Please return all of the data exactly as written.

Record extracts
-*-
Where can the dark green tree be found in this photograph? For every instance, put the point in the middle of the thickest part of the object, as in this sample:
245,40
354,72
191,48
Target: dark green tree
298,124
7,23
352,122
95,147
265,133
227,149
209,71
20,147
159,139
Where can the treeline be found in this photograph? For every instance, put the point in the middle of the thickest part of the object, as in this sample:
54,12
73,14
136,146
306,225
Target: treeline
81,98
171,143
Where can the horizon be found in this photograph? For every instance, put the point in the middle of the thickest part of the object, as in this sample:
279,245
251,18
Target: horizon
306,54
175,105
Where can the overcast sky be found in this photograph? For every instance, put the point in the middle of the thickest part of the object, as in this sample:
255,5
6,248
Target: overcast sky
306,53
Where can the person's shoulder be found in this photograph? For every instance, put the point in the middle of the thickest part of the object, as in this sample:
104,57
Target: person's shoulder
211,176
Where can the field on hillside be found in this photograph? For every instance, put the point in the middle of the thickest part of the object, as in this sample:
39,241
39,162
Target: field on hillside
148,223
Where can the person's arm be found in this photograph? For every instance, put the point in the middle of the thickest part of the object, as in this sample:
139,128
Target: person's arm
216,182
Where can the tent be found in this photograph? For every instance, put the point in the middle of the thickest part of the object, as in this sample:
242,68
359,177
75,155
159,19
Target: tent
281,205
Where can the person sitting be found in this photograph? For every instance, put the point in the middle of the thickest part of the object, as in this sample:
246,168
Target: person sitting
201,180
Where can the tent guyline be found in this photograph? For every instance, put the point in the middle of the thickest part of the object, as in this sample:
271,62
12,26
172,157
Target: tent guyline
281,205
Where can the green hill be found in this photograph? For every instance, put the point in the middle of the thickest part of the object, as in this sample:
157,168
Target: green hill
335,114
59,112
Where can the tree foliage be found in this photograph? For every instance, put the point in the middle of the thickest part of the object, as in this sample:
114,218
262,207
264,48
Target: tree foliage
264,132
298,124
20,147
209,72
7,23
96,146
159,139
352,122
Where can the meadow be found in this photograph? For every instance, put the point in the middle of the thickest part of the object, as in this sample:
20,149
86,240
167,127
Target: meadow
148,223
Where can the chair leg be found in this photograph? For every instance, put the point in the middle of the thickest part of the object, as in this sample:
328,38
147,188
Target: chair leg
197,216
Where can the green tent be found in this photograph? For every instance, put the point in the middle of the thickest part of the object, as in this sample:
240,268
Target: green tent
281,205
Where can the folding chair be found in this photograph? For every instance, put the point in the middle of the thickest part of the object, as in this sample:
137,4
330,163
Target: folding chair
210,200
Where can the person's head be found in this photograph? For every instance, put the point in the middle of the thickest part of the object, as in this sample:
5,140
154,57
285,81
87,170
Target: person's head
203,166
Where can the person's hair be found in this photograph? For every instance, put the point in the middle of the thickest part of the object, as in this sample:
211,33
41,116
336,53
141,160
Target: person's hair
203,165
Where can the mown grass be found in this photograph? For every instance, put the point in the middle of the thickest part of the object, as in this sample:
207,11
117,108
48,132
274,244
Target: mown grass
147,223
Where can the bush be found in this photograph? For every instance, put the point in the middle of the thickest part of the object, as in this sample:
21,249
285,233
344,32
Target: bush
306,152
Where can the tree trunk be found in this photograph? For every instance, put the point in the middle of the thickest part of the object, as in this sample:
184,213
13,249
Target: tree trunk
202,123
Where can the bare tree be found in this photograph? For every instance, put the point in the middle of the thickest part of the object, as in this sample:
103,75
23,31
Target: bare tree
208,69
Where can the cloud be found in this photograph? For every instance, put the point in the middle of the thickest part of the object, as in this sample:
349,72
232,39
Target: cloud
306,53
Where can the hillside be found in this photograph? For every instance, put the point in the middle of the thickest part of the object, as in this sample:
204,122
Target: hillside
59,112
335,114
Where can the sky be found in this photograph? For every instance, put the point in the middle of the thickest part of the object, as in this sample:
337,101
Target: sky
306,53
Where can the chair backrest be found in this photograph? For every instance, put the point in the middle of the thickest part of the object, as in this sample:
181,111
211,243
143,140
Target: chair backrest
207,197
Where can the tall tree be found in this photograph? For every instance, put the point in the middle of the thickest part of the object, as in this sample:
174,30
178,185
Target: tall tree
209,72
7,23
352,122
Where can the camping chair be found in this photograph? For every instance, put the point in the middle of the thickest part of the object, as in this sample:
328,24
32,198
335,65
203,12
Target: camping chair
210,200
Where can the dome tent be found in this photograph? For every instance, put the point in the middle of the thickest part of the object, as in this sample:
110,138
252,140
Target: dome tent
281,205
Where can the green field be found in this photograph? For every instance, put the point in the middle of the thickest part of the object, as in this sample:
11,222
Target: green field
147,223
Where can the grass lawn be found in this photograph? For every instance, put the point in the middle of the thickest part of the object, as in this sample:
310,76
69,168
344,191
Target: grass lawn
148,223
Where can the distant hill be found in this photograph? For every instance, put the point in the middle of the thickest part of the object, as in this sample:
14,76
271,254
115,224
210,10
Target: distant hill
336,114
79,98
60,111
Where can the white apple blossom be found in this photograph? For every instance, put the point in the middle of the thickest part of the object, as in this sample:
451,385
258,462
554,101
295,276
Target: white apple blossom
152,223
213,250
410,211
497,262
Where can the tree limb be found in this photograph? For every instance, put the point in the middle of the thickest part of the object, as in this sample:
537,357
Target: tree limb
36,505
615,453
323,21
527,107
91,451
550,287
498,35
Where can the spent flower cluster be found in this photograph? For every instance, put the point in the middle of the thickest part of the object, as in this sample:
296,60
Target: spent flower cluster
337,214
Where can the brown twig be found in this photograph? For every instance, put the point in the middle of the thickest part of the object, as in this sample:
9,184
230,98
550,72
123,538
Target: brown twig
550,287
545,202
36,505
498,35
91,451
-*-
Expected output
Where can the dark green tree be found in this photograph? For every instance, put the point in the middle of the thickest part of the object, as in this sample:
245,40
354,72
191,48
Target: dark green tree
298,124
7,23
352,122
95,147
265,133
227,149
209,71
20,147
159,139
Where can the treeline be found in this photograph? For every instance, put the point in the middle of the thickest part of the object, as in this sample:
54,12
73,14
136,146
306,225
Target: treeline
81,98
171,143
Where can the horizon be found in this photograph? For every instance, put the point in the middle of the thickest part of the object, as in this sample:
279,245
251,18
Target: horizon
306,54
175,105
Where can the overcast sky be found in this photograph? For every instance, put the point in the middle of the thickest part of the object, as in this sample:
255,5
6,248
Target: overcast sky
306,53
Where can the person's shoulder be found in this photograph? For every instance, put the point in the middle of the thickest part of the object, as in this sample:
104,57
Target: person's shoulder
211,176
Where can the field on hillside be found in this photograph? For every instance, put the point in the middle of the thickest part of the object, as in this sample:
39,241
39,162
Target: field on hillside
148,223
Where can the person's arm be found in this photograph? For every instance, put the point in the middle of the thickest part of the object, as in this sample:
139,128
Target: person's arm
216,182
Where can the tent be found in this photograph? For every instance, put the point in the middle of the thickest part of the object, as in this sample:
242,68
359,177
75,155
159,19
Target: tent
281,205
Where can the person sitting be found in this photograph? For every instance, put the point in the middle of the thickest part of the object, as in this sample:
246,168
Target: person sitting
201,180
Where can the tent guyline be found in this photograph? For every instance, put the point in the middle of the thickest part of the object, as in this sample:
271,62
12,26
172,157
Target: tent guyline
281,205
Where can the green hill be found in this photograph? For every instance, put the point in the middle of the thickest part of the object, as in this sample:
157,168
Target: green hill
335,114
59,112
Where can the tree foliage be found in this photograph? For every instance, put the point in the middle of the thickest part of the object, as in this sample:
114,218
262,207
264,48
Target: tree foliage
264,132
298,124
20,147
209,72
7,23
96,146
159,139
352,122
Where can the meadow be found in this photograph? For every instance, put the point in the middle of the thickest part of the object, as in this sample:
20,149
86,240
167,127
Target: meadow
148,223
Where can the chair leg be found in this photograph? For every instance, put the point in the middle of the thickest part of the object, as in this sample:
328,38
147,188
Target: chair leg
197,216
Where can the green tent be found in this photograph? For every instance, put the point in the middle of the thickest part of the object, as in this sample:
240,268
Target: green tent
281,205
Where can the folding chair be found in this photograph? For every instance, put the point in the middle of the thickest part of the object, as in this sample:
137,4
330,163
Target: folding chair
210,200
Where can the person's head be found in this photograph? For every instance, put the point in the middle of the thickest part of the object, as in this sample:
5,140
154,57
285,81
87,170
Target: person's head
203,166
Where can the person's hair be found in this photograph? For every instance, put the point in the middle of the thickest part of the object, as in this sample:
211,33
41,116
336,53
141,160
Target: person's hair
203,165
Where can the mown grass be found in this photograph? For every instance, put the point in the middle of the thickest part of the object, as in this sample:
207,11
117,108
48,132
274,244
Target: mown grass
147,223
Where can the bush be found in this photograph? For every instance, put the point in the middle of the thickest part of the object, as in this sample:
21,249
285,233
344,32
Target: bush
306,152
Where can the tree trunk be found in this photograph? For every instance, put the point in the middle of the thickest part of the object, as in this sample:
184,213
13,249
Target: tree trunk
202,123
Where can the bare tree be found in this photograph? For every instance, put the point in the middle of the thickest part of the object, as in this sample:
103,75
23,31
Target: bare tree
208,69
Where can the cloud be found in this photograph? For every instance, put the point in the middle of the thickest part of the object, as in this sample:
349,72
232,39
Target: cloud
306,53
Where can the hillside be found in this photograph? For every instance, put the point in the middle of the thickest part of the object, as in this sample:
204,122
Target: hillside
59,112
335,114
Where can the sky be found in this photograph? For every instance, put the point in the middle of the thickest part of the object, as in this sample:
337,101
Target: sky
306,53
Where can the chair backrest be found in this photograph? For every instance, put the point in the middle of the thickest part of the object, as in this sample:
181,111
211,243
143,140
Target: chair backrest
207,197
Where can the tall tree be found in this photograph? For every instance, put the point in the middle of the thickest part of the object, as in this sample:
174,30
178,185
Target: tall tree
209,72
7,23
352,122
Where can the camping chair be found in this photograph? For every instance, put the point in the middle of the thickest part of the object, as in this sample:
328,24
32,198
335,65
203,12
Target: camping chair
210,200
Where can the dome tent be found in this photograph? For every instance, put the point in the middle of the thickest part of the object, as in this sample:
110,138
252,140
Target: dome tent
281,205
Where can the green field be found in this photograph? For every instance, put the point in the middle of the thickest part of the object, as in this sample:
11,222
Target: green field
147,223
Where can the grass lawn be found in this photograph? For every instance, put the point in the middle of the thickest part of the object, as in this sample:
310,76
69,168
344,191
Target: grass lawn
148,223
Where can the distant hill be found in this photograph? For every instance, put the point in the middle of the thickest part of the object, as in this sample:
14,76
271,254
115,224
210,10
Target: distant hill
336,114
79,98
60,111
Where can the white apple blossom be found in this photograph? For every instance, put the point in the middle of the thickest part of the object, as in this sample:
451,385
258,462
554,101
295,276
Target: white apple blossom
152,223
213,250
410,211
497,262
Where can the tree limb be found in this photograph? For every instance, put the point in the middle of the thickest part of the object, as in this sample:
537,357
Target: tree limb
36,505
615,453
323,21
527,107
91,451
550,287
498,35
Where can the spent flower cluster be found in this photograph? For every instance, put the point in the middle of the thickest part of the object, as in this sample:
296,60
Target: spent flower cluster
337,214
Where can the brown twig be found in this photograph? For every instance, put the point in the middle of the thickest part of the object, as in this sample:
9,184
230,98
550,72
123,538
Target: brown twig
550,287
545,202
36,505
498,35
91,451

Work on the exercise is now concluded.